# PROVIDED TEXT
◇ ◇ ◇ ◇

Viewpoint: "The Racial Games"

As everyone is probably sick of hearing, the highly anticipated film adaptation of Suzanne Collins’ young adult novel The Hunger Games opened a week ago and sits firmly atop the box office. Naturally, since nearly everyone has seen it, everyone is talking about it with everyone else.

As with many pop-culture phenomena, though, some deeper issues, even downright ugliness, rear their heads in the midst of what you’d think would be just the harmless fun of a popular movie’s reception.

For those unfamiliar with the book, the character of Rue, a fan favorite, is described in it as having “dark brown skin and eyes.” While this could describe someone of numerous racial backgrounds, the filmmakers went with a young black actress, Amandla Stenberg, who nearly everyone seems to agree embodied the character perfectly, and quite obviously did not contradict the vague description.

Some fans apparently didn’t read that part, however (though they claim to be familiar enough with the book to care about the film’s casting). Here are some examples of the tweets that surfaced in response to seeing Stenberg in the role:

“why does rue have to be black gonna lie kinda ruined the movie.”

“Kk call me racist but when I found out rue was black her death wasn’t as sad. #ihatemyself.”

“Awkward moment when Rue is some black girl and not the little blonde innocent girl you picture.”

Among the many shocking and baffling implications that are crystal-clear in these statements, there is also the telling sidenote that general audiences are inclined and determined to see all sympathetic characters as white even when the author clearly and explicitly states them not to be.

Actors Lenny Kravitz and Dayo Okeniyi, who also play small but much-loved characters, have come under similar fire for playing characters who were not spelled out to be black. While Kravitz’s character, Cinna, was described in the books as having brown hair and green eyes, which we suppose could lead some readers to picture him as white, most fans could see why director Gary Ross cast singer Kravitz, as he made his acting mark with a similar role in the film Precious. Interestingly, within the context of the book, citizens of the Capitol tend to dye their hair, eyes and skin any color they please, so to use green eyes or lighter brown hair as argument that Cinna absolutely had to be played by a white actor is disturbingly transparent. Would as many people have complained if he had blonde hair instead of brown? The fact that every black cast member has been met with considerable dismay reeks of something far more sinister than canon loyalty, especially when you take into account that Rue, the most-criticized of the three by far, had every reason not to be white.

◇ ◇ ◇ ◇

# GIVEN INFORMATION
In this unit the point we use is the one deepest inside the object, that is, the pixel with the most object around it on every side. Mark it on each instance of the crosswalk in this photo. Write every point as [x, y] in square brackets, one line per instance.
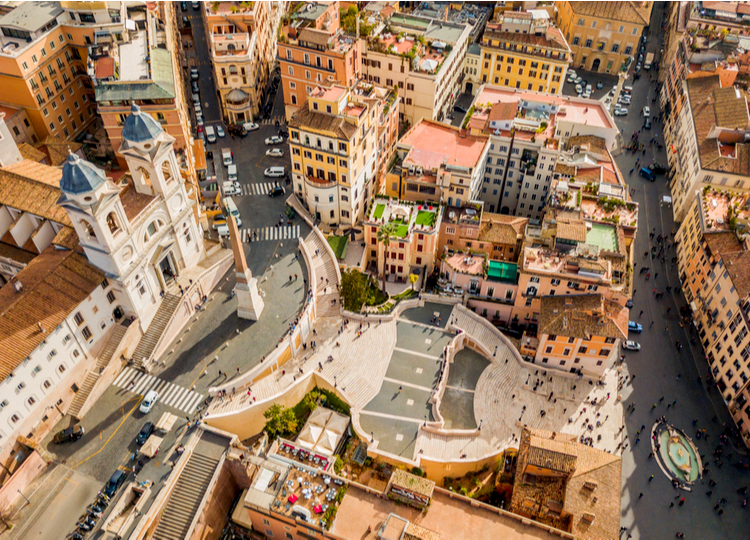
[261, 188]
[282, 232]
[170, 394]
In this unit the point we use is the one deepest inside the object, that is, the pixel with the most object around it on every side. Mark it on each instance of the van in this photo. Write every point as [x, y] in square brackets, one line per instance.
[274, 172]
[149, 401]
[647, 173]
[231, 207]
[231, 189]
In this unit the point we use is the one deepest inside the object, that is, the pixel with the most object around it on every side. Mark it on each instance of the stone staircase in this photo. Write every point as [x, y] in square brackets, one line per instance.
[186, 497]
[149, 340]
[93, 375]
[325, 269]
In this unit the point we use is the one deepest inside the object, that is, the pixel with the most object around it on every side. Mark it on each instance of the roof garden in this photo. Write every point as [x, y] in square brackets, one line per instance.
[406, 216]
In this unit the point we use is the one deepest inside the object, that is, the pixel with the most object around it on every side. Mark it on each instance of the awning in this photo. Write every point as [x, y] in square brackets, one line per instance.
[151, 448]
[166, 422]
[237, 95]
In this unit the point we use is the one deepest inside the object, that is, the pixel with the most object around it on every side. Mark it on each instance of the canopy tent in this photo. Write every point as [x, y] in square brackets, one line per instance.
[323, 431]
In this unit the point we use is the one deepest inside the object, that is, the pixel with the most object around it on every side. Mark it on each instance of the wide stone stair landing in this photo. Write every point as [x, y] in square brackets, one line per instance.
[185, 500]
[149, 340]
[325, 268]
[101, 364]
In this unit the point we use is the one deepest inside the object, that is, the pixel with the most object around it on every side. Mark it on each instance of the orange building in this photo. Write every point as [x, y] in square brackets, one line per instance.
[42, 68]
[314, 50]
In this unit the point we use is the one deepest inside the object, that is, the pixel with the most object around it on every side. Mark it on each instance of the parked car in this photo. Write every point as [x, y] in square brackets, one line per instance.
[631, 345]
[145, 433]
[274, 172]
[149, 401]
[237, 129]
[647, 173]
[634, 327]
[70, 434]
[114, 483]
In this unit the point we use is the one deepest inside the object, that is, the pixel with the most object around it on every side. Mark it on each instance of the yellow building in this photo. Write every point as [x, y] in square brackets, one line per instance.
[335, 143]
[603, 35]
[524, 50]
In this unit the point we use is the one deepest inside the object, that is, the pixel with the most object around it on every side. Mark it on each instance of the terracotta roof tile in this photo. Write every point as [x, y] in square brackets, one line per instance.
[583, 315]
[54, 284]
[34, 188]
[31, 153]
[632, 12]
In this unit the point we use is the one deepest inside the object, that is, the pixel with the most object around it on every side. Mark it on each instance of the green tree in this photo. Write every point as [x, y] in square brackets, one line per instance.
[413, 278]
[385, 233]
[279, 421]
[354, 289]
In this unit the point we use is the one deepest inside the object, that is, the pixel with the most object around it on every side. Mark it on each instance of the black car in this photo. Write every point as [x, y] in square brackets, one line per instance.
[237, 129]
[71, 434]
[146, 431]
[114, 483]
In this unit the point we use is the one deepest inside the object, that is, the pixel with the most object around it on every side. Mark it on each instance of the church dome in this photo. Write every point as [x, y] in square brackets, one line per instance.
[140, 127]
[80, 176]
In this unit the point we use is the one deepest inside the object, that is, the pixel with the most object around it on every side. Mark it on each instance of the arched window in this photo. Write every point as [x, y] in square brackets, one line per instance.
[89, 229]
[167, 171]
[145, 175]
[112, 223]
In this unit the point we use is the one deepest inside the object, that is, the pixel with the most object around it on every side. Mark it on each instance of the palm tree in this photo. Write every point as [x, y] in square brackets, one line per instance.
[385, 233]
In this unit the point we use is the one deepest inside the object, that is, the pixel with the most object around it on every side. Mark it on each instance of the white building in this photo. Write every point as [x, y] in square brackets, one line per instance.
[142, 234]
[527, 131]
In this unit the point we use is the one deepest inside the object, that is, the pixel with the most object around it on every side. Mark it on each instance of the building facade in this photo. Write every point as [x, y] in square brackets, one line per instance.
[524, 50]
[603, 37]
[424, 58]
[242, 38]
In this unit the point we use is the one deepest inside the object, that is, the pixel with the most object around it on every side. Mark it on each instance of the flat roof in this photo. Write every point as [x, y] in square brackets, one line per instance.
[31, 16]
[577, 110]
[436, 144]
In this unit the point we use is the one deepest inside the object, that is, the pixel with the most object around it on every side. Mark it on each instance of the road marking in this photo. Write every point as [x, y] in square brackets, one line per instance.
[110, 437]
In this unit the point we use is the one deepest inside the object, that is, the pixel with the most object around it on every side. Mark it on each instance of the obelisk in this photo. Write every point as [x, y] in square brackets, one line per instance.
[249, 303]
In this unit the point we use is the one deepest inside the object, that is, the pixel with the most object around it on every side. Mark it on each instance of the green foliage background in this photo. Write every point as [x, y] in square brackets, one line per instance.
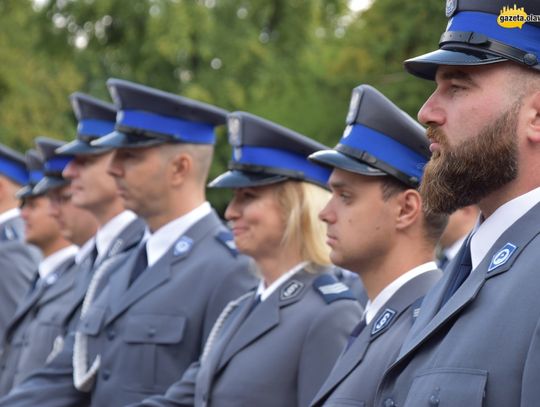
[292, 61]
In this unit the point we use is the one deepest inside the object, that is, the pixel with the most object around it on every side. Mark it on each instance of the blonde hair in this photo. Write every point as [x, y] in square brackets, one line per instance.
[301, 203]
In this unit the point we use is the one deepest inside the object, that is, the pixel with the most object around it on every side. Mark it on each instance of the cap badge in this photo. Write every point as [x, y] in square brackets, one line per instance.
[291, 290]
[451, 7]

◇ ◇ ◇ ◇

# EXERCISE SET
a) Answer these from the viewpoint on The Hunger Games casting:
(i) What phrase does the book use to describe Rue?
(ii) Which actress plays Rue in the film?
(iii) In which film did Lenny Kravitz make his acting mark in a similar role?
b) Carry on the viewpoint on The Hunger Games casting from its final sentence.

# SOLVED PROBLEMS
a)
(i) "dark brown skin and eyes"
(ii) Amandla Stenberg
(iii) Precious

b)
On the flip side, lead actress Jennifer Lawrence also came under harsh criticism from fans when she was cast — not because she was black, but because she was white. Lawrence and producers interpreted the complaint to be that she was blonde and curvaceous instead of a haggard, malnourished-looking brunette, but most naysayers’ problem was in fact that Katniss was ambiguously described as having an olive complexion, which some interpreted to mean she was not Caucasian. There were murmurs of “whitewashing” the film by not giving minority actresses a chance. The race of the character was pretty clear in the books, given her very white sister and mother and the fact that she lives in a predominantly white Appalachian district, so why not criticize the source material instead if it’s a problem for you? Whether the criticisms are justified or not in this particular case, however, it’s common knowledge that the big studios are unsure how to market non-white leads in mainstream films wherein race is not the primary focus, so again, this is just a trivial symptom of a larger problem.

Has our society — or heck, even just cinema — progressed so little that skin color is still our foremost reference point for people? Entertainment is one arena where we shouldn’t have to worry as much about the devastating problems of our world. As a friendly suggestion, perhaps those who find race to be the be-and-end-all of how much they enjoy a film should refrain from its public discussion — at least until they can do so without implying that the death of a person with any skin color other than white is preferable to the alternative.